Please swap "Roster-mapping" for "Point-labeling" everywhere in the records below, and leave the rest of each line unchanged.

==== Given information

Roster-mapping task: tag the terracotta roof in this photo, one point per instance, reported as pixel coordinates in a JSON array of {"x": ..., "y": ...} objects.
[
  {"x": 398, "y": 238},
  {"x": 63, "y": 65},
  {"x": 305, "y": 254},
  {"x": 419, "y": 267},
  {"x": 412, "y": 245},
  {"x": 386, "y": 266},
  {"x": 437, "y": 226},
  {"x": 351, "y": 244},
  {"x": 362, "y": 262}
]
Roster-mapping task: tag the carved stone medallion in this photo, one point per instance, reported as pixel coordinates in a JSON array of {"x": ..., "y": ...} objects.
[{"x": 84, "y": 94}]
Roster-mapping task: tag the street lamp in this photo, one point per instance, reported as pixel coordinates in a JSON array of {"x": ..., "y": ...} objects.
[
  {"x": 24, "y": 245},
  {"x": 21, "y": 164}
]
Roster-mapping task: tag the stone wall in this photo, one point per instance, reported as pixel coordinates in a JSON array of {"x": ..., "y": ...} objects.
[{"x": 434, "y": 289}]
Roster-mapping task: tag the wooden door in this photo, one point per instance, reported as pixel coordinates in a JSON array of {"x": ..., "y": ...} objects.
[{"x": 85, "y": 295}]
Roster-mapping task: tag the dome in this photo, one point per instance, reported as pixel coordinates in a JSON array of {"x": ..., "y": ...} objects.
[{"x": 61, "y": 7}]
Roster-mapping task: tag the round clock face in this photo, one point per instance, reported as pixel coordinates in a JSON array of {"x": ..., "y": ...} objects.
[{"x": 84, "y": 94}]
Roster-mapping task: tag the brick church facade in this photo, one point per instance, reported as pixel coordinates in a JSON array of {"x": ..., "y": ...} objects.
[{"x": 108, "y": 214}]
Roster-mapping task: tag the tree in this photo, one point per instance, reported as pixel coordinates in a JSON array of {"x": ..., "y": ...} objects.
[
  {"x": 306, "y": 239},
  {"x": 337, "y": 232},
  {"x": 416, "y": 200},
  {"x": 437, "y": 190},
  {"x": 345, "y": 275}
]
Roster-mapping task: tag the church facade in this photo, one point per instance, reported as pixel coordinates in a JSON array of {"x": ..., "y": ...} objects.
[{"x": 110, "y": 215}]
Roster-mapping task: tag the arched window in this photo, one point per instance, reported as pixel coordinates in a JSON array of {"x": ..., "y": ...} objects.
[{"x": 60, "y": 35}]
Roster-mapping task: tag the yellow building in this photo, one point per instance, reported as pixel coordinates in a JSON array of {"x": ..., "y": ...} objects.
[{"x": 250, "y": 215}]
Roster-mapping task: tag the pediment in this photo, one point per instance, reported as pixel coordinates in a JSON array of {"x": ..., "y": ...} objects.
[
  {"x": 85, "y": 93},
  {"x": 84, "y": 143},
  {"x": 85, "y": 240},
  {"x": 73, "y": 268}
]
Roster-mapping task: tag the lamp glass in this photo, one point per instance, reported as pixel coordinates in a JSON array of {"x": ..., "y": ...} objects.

========

> _Right answer_
Point-labeling task: tag the terracotta roof in this photo, one point per instance, reported as pixel coordinates in a JSON array of {"x": ..., "y": ...} objects.
[
  {"x": 398, "y": 238},
  {"x": 63, "y": 65},
  {"x": 305, "y": 254},
  {"x": 419, "y": 267},
  {"x": 412, "y": 245},
  {"x": 386, "y": 266},
  {"x": 437, "y": 226},
  {"x": 351, "y": 244},
  {"x": 362, "y": 262}
]
Point-labeling task: tag the carved stone medallion in this photo, one point per instance, reported as pixel coordinates in a JSON array of {"x": ..., "y": ...} objects.
[{"x": 84, "y": 94}]
Point-labeling task: tag the street lamp in this photo, one point per instance, reported as pixel coordinates in a JSON array of {"x": ..., "y": ...} objects.
[
  {"x": 24, "y": 245},
  {"x": 21, "y": 164}
]
Point-labeling task: tag the stone wall in this photo, one point per instance, reported as pixel coordinates in a JSON array of {"x": ..., "y": ...} objects.
[{"x": 434, "y": 289}]
Point-labeling task: tag the wooden door in this photo, one point per instance, reported as pixel coordinates in a JSON array of {"x": ..., "y": ...} objects.
[{"x": 85, "y": 295}]
Point-labeling task: tag the dome in this photo, one point per instance, reported as pixel coordinates in a JSON array of {"x": ..., "y": ...} objects.
[{"x": 61, "y": 7}]
Point-labeling task: tag the round clock face in this photo, one point per instance, reported as pixel coordinates in a JSON array of {"x": ..., "y": ...} objects.
[{"x": 84, "y": 94}]
Point-labeling task: tag the brick church facade in this photo, one point per instance, reported as pixel coordinates in a JSON array of {"x": ..., "y": ...} objects.
[{"x": 108, "y": 214}]
Point-labeling task: tag the tree in this photo, one point per instance, reported as pixel coordinates in a JSON array of {"x": ..., "y": ...} objects.
[
  {"x": 306, "y": 239},
  {"x": 337, "y": 232},
  {"x": 416, "y": 200},
  {"x": 437, "y": 190},
  {"x": 345, "y": 275}
]
Point-labeling task: tag the church facade in this photo, one point per instance, reported as pixel coordinates in a JSON array of {"x": ..., "y": ...} objects.
[{"x": 110, "y": 215}]
Point-labeling task: tag the arched window in this photo, one point per instance, reported as pixel coordinates in a JSON array of {"x": ..., "y": ...} objects.
[{"x": 60, "y": 35}]
Point-labeling task: tag the yellow building in this photo, one point per instance, reported as pixel coordinates in a JSON array of {"x": ..., "y": ...} objects.
[{"x": 250, "y": 215}]
Point-labeling task: tag the pediment in this photo, one point per instance, reported as pixel coordinates in a JSON array of {"x": ..., "y": ...} objects.
[
  {"x": 85, "y": 93},
  {"x": 84, "y": 143},
  {"x": 85, "y": 240},
  {"x": 73, "y": 268}
]
Point-labeling task: tag the lamp glass in this photo, one point per instance, reported as pixel coordinates in a JSON array of {"x": ..., "y": ...} objects.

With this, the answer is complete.